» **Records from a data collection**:

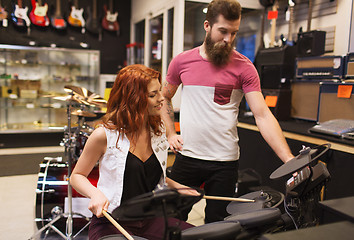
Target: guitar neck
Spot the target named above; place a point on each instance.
(309, 16)
(57, 10)
(273, 27)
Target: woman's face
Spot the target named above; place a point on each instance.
(155, 97)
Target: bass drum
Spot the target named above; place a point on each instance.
(52, 195)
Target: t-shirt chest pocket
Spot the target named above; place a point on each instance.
(222, 93)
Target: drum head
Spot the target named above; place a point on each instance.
(257, 218)
(263, 199)
(120, 237)
(213, 231)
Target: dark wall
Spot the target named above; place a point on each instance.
(111, 45)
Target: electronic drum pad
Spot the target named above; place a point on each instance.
(162, 202)
(263, 199)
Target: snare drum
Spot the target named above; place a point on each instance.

» **REQUIREMENT**: Pick each line holding "drum" out of the entries above and return it.

» **SOLUTION BELOW**:
Target: bass drum
Target: drum head
Target: electronic drum pad
Target: snare drum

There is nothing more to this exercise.